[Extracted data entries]
==================================================

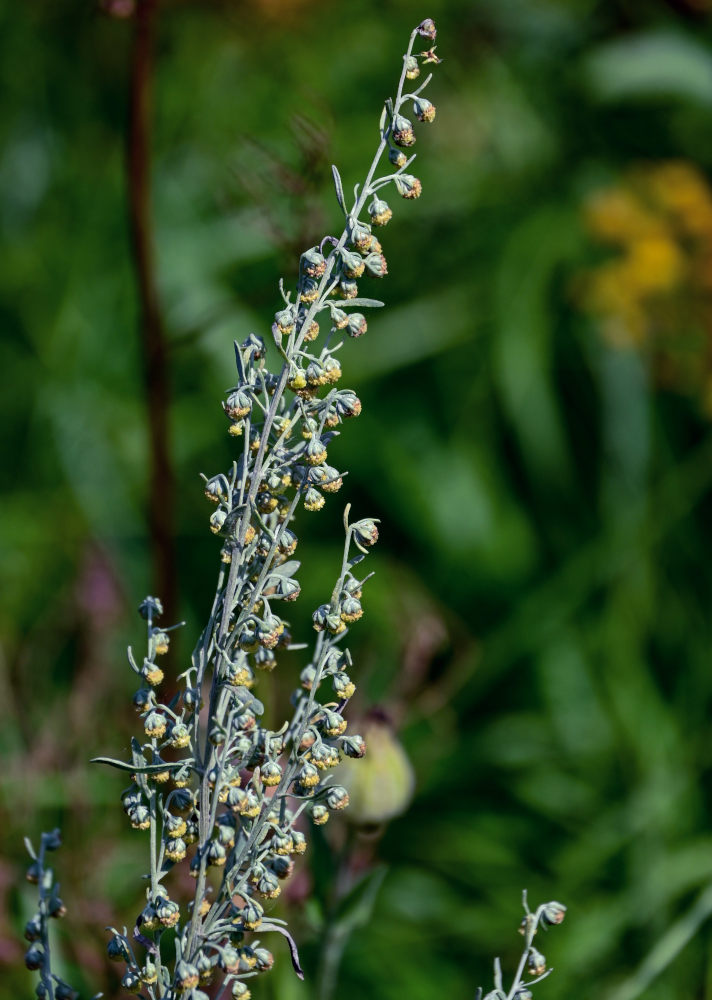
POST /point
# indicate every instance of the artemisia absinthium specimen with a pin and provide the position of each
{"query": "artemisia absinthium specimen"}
(218, 791)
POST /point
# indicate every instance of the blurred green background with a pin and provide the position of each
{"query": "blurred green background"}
(535, 438)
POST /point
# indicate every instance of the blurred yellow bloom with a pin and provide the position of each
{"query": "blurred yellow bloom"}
(381, 784)
(655, 292)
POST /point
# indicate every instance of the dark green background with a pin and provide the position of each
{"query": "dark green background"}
(545, 554)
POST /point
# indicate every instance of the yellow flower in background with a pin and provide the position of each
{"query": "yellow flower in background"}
(380, 785)
(654, 292)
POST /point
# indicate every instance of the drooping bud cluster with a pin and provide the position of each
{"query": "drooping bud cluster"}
(49, 906)
(220, 792)
(532, 961)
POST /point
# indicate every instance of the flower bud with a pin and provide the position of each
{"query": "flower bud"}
(379, 211)
(308, 289)
(402, 131)
(353, 746)
(313, 500)
(131, 981)
(284, 322)
(187, 975)
(408, 186)
(175, 849)
(117, 950)
(357, 325)
(348, 289)
(365, 532)
(311, 332)
(33, 928)
(271, 773)
(376, 265)
(313, 263)
(265, 659)
(160, 642)
(424, 110)
(553, 913)
(265, 959)
(412, 70)
(320, 814)
(217, 521)
(536, 963)
(63, 991)
(154, 725)
(427, 28)
(268, 885)
(33, 873)
(150, 607)
(343, 685)
(337, 797)
(238, 404)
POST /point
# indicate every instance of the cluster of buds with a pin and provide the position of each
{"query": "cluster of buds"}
(49, 906)
(219, 791)
(532, 962)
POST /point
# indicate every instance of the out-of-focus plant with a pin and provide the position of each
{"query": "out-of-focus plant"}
(655, 295)
(220, 785)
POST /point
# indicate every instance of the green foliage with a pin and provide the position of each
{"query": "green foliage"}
(543, 605)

==================================================

• **TASK DETAILS**
What comes back should match the records exactly, minus any pictures.

• **SOLUTION TO THIS PROBLEM**
POST /point
# indicate every instance of the artemisia absinthium specimen with a pin and provide the position of each
{"query": "artemisia absinthium specimen"}
(218, 791)
POST /point
# indicate every instance of the blurred green background with a pin and provide the position of each
{"query": "blurred green background"}
(535, 438)
POST /point
# indicate every instance of the blurred yellow bloom with a pin and provide the position of each
{"query": "blurred yellow bloom"}
(381, 784)
(655, 292)
POST /point
# indicate every instance of the dark green background with a pin and provide the position of each
{"query": "dark green background"}
(545, 554)
POST /point
# indicate every instance of the yellow flower in background with a pin and provide the position of each
{"query": "yellow flower in background"}
(380, 785)
(654, 292)
POST /point
# indicate every instance of the drooping bud cluster with a pin and provide the position of each
{"query": "drooping bud cluster"}
(49, 906)
(220, 792)
(532, 961)
POST /point
# indicate every instance of the flower bud with a pin and provide the position of each
{"query": "flower bud"}
(379, 211)
(308, 289)
(402, 131)
(353, 746)
(313, 500)
(131, 981)
(284, 322)
(187, 975)
(408, 186)
(175, 849)
(117, 950)
(357, 325)
(348, 289)
(365, 532)
(311, 332)
(33, 928)
(271, 773)
(376, 265)
(313, 263)
(265, 659)
(160, 642)
(424, 110)
(553, 913)
(265, 959)
(412, 70)
(320, 814)
(217, 521)
(536, 963)
(63, 991)
(154, 725)
(427, 28)
(268, 885)
(33, 873)
(150, 607)
(343, 685)
(337, 797)
(238, 404)
POST /point
# indicate every instance of the cluster of buds with a pin and provide the position of each
{"query": "cluster of buds"}
(49, 906)
(219, 791)
(532, 962)
POST /point
# indicate every instance of the out-of-focus plant with a pin and provide the position of each
{"query": "out-of-focus plant"}
(655, 295)
(220, 785)
POST /point
# indicate every instance of the green foliage with a pin and provide the position of each
{"query": "green foliage"}
(543, 605)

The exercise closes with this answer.